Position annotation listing
>>>>>
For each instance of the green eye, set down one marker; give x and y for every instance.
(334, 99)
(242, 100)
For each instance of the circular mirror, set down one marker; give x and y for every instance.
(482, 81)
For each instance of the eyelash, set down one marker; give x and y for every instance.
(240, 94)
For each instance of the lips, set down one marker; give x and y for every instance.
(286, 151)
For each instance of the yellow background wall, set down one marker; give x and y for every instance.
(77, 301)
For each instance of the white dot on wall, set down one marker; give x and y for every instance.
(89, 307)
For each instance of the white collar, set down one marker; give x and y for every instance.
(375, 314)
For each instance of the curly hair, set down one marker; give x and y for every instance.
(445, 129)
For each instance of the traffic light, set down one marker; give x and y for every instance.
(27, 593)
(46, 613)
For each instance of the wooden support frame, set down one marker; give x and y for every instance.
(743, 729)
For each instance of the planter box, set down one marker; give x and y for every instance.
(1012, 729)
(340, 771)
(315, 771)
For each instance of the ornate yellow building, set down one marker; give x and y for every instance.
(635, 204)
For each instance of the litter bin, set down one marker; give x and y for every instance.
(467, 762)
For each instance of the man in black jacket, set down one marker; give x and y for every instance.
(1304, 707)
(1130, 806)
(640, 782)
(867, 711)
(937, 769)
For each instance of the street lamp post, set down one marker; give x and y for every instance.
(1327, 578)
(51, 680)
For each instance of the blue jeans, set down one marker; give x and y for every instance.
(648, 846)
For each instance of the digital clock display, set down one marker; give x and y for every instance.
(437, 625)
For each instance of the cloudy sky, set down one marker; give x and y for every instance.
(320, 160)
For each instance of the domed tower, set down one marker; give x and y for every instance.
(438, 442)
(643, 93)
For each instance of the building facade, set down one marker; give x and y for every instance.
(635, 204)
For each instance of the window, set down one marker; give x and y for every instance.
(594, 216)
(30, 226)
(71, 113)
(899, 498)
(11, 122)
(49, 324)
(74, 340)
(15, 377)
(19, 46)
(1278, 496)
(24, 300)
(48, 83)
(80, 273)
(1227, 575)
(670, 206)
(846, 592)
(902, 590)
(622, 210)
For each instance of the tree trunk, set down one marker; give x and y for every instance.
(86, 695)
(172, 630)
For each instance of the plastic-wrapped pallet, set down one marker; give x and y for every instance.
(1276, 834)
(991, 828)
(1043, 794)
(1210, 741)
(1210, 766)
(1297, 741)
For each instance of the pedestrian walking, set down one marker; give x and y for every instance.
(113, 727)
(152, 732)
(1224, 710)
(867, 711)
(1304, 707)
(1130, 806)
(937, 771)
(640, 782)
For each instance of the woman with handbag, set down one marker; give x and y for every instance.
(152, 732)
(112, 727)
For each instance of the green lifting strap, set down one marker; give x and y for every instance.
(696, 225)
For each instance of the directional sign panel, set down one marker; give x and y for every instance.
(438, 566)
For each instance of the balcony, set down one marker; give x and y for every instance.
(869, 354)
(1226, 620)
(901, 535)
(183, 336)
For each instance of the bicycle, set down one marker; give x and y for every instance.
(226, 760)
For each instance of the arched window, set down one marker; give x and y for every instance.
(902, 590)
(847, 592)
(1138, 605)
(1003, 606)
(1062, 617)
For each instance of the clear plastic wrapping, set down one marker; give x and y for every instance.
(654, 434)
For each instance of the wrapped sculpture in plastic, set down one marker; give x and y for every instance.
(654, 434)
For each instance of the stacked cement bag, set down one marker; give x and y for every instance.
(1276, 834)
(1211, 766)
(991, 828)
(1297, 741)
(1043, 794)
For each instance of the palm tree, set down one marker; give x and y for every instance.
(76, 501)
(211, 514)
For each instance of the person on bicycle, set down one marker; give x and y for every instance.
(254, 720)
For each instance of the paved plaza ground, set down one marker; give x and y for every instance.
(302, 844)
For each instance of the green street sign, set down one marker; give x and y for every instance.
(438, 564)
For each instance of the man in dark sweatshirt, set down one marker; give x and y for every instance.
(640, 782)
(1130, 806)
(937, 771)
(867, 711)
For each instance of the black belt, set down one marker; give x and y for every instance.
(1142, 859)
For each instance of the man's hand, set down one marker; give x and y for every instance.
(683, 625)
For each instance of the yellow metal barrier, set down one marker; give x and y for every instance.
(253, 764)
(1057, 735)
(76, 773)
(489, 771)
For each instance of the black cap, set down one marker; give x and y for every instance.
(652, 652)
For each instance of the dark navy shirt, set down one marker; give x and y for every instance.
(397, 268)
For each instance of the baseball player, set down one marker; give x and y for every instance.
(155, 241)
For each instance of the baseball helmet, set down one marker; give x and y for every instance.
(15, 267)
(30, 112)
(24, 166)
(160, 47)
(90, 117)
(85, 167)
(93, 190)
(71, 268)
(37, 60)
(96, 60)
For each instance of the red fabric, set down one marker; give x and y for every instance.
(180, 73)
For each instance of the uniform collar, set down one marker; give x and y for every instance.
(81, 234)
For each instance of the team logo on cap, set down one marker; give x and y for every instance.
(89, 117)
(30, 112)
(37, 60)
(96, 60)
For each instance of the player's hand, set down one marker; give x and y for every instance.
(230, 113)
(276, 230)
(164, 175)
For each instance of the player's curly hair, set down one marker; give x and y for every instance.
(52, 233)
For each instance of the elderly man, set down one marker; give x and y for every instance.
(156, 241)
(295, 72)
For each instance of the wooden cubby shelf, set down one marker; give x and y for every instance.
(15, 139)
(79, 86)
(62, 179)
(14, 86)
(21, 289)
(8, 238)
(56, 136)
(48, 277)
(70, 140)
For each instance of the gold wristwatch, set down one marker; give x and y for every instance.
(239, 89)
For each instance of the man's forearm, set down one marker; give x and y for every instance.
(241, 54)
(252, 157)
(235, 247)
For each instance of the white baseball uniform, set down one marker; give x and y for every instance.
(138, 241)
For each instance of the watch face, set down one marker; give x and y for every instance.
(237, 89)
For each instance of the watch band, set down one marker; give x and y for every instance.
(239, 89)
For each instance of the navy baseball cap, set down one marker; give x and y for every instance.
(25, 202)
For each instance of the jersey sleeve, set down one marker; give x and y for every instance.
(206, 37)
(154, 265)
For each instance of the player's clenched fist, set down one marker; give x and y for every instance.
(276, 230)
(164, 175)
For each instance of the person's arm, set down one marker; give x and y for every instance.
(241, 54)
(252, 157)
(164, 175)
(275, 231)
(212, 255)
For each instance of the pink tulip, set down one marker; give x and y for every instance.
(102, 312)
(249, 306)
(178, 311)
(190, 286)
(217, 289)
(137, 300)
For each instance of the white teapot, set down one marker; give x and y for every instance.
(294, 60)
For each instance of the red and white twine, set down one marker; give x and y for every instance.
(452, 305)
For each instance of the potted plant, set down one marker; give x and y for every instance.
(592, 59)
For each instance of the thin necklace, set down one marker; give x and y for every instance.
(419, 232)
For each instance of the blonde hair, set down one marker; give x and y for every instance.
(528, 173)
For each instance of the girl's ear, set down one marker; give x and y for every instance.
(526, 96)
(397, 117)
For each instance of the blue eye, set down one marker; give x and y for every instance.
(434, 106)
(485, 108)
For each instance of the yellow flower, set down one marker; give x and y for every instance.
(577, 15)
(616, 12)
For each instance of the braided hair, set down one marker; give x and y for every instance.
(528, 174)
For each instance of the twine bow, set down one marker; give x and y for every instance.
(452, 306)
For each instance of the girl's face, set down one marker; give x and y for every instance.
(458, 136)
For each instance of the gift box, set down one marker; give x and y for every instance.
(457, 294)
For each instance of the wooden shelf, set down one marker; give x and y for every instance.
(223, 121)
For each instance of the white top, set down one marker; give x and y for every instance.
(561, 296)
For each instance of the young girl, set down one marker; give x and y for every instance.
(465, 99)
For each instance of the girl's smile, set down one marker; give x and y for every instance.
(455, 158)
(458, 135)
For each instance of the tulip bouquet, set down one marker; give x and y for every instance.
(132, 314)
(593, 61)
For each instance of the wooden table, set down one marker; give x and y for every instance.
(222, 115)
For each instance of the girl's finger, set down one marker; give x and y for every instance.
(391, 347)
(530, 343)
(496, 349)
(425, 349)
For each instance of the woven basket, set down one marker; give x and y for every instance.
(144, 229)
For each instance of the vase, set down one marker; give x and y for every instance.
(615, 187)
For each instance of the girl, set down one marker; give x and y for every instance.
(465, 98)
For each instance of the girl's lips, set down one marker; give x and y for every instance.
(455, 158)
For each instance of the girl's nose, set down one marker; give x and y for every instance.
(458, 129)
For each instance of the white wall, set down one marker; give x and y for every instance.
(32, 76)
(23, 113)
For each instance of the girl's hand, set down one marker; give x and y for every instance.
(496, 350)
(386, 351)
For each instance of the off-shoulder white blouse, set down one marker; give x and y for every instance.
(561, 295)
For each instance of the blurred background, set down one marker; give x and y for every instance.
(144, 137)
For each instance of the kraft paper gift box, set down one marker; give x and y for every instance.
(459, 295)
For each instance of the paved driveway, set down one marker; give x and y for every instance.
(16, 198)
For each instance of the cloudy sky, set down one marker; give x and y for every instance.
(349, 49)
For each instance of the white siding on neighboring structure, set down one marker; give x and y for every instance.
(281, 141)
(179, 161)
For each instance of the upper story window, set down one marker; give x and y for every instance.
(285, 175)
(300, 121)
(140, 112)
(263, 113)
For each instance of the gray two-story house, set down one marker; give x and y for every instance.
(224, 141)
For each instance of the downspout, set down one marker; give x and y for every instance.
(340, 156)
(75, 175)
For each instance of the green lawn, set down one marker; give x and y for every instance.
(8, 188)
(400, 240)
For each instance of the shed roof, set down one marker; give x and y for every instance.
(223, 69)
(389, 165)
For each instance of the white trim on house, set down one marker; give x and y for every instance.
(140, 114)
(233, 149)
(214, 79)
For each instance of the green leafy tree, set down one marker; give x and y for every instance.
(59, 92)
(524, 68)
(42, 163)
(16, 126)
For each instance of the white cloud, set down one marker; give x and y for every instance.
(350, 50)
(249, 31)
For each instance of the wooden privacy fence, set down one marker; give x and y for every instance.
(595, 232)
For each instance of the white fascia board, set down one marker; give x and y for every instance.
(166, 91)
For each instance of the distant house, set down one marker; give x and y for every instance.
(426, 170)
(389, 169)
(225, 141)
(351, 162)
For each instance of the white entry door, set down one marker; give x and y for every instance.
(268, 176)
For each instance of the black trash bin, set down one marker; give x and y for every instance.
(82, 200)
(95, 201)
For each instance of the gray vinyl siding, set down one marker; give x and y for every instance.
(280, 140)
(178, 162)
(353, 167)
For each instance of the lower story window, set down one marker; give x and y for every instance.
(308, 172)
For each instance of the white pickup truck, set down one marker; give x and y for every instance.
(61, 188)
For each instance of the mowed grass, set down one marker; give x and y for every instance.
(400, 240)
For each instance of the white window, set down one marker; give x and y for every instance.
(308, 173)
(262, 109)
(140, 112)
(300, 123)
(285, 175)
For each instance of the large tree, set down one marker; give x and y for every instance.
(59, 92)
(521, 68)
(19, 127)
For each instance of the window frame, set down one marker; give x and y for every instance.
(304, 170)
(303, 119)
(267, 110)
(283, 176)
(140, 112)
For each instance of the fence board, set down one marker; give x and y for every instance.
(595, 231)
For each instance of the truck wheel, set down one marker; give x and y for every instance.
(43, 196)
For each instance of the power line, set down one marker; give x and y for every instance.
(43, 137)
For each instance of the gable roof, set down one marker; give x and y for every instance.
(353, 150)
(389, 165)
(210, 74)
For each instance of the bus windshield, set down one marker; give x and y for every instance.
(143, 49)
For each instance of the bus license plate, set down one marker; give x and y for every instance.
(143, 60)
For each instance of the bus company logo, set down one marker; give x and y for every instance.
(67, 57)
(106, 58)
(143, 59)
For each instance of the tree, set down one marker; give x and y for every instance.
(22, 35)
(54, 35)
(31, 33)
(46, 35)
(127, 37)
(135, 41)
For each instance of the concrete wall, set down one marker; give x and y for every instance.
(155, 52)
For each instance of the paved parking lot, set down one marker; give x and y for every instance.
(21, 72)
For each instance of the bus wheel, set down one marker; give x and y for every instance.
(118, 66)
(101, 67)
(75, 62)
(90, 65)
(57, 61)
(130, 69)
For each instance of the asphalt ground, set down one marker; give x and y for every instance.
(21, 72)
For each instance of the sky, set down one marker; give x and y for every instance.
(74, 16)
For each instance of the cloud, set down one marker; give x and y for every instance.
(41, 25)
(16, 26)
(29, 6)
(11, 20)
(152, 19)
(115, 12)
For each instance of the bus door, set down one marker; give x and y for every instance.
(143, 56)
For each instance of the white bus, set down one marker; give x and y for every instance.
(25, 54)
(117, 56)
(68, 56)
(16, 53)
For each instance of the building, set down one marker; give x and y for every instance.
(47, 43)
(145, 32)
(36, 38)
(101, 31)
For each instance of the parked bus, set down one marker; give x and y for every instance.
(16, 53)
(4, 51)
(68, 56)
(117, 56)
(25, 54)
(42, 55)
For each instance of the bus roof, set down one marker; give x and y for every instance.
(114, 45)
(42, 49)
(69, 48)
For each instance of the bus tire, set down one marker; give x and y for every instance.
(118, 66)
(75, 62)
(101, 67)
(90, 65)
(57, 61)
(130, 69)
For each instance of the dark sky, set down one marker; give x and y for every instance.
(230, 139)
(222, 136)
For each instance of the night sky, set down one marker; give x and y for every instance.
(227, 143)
<<<<<
Exercise aim
Copy out the listing from the line containing "For each instance of the dark sky, set" up to and including its final line, reproducing each line without change.

Output for this task
For each instance of the dark sky, set down one marker; give x and y for every instance.
(230, 139)
(222, 136)
For each instance of the night sky, set down one marker; give x and y for every instance.
(227, 143)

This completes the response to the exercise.